# Given instruction:
Could you quote the lines below word for word, leaving the pictures out of your answer?

• • • • • • •

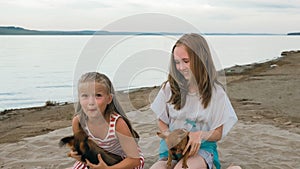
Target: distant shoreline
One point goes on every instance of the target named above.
(236, 70)
(12, 30)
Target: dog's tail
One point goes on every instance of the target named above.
(65, 140)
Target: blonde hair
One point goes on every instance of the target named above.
(112, 107)
(202, 67)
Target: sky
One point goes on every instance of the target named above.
(209, 16)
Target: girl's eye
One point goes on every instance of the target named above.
(98, 95)
(84, 95)
(186, 61)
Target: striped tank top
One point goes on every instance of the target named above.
(110, 143)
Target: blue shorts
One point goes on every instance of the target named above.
(207, 156)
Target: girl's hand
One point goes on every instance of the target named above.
(194, 142)
(74, 154)
(100, 165)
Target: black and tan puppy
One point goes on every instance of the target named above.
(176, 142)
(88, 149)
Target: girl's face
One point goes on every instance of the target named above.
(93, 98)
(182, 61)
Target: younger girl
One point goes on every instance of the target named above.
(101, 116)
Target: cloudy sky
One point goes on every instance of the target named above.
(253, 16)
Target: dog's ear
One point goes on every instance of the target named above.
(161, 135)
(65, 140)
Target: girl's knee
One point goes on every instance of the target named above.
(195, 162)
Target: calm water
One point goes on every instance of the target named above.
(35, 69)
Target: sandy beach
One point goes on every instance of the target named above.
(265, 96)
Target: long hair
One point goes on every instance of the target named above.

• • • • • • •

# Final answer:
Target: distant shoreline
One point goes on every instance of the target named above.
(236, 70)
(12, 30)
Target: dog's tail
One point goes on every instance of the target named above.
(65, 140)
Target: blonde hair
One point goes on every instance of the target named above.
(112, 107)
(202, 67)
Target: sky
One point goes on every instance of the target named above.
(209, 16)
Target: girl's eye
One point goes on every instance of the target named above.
(98, 95)
(84, 95)
(186, 61)
Target: striped tank top
One point goes on every instance of the target named above.
(110, 143)
Target: blue shorts
One point goes on every instance of the target named above.
(207, 156)
Target: girl's hand
One point goes on every instance of the target named above.
(194, 142)
(74, 154)
(100, 165)
Target: black and tan puppy
One point goes on every instance of the target named above.
(176, 142)
(88, 149)
Target: girl's face
One point goes on every instance of the target named above.
(93, 98)
(182, 61)
Target: younger girl
One point goes on every instance of the target named above.
(101, 116)
Target: cloudy sky
One point goes on every instance of the target named above.
(253, 16)
Target: dog's ear
One point goes on every instance of the target named above.
(161, 135)
(65, 140)
Target: girl's knee
One point goes on every instance of the target named above.
(195, 162)
Target: calm water
One point goes on every instance of the target named above.
(35, 69)
Target: sandy beach
One point goes on every instance of the target named above.
(265, 96)
Target: long hair
One point goes on every instance of the target named above.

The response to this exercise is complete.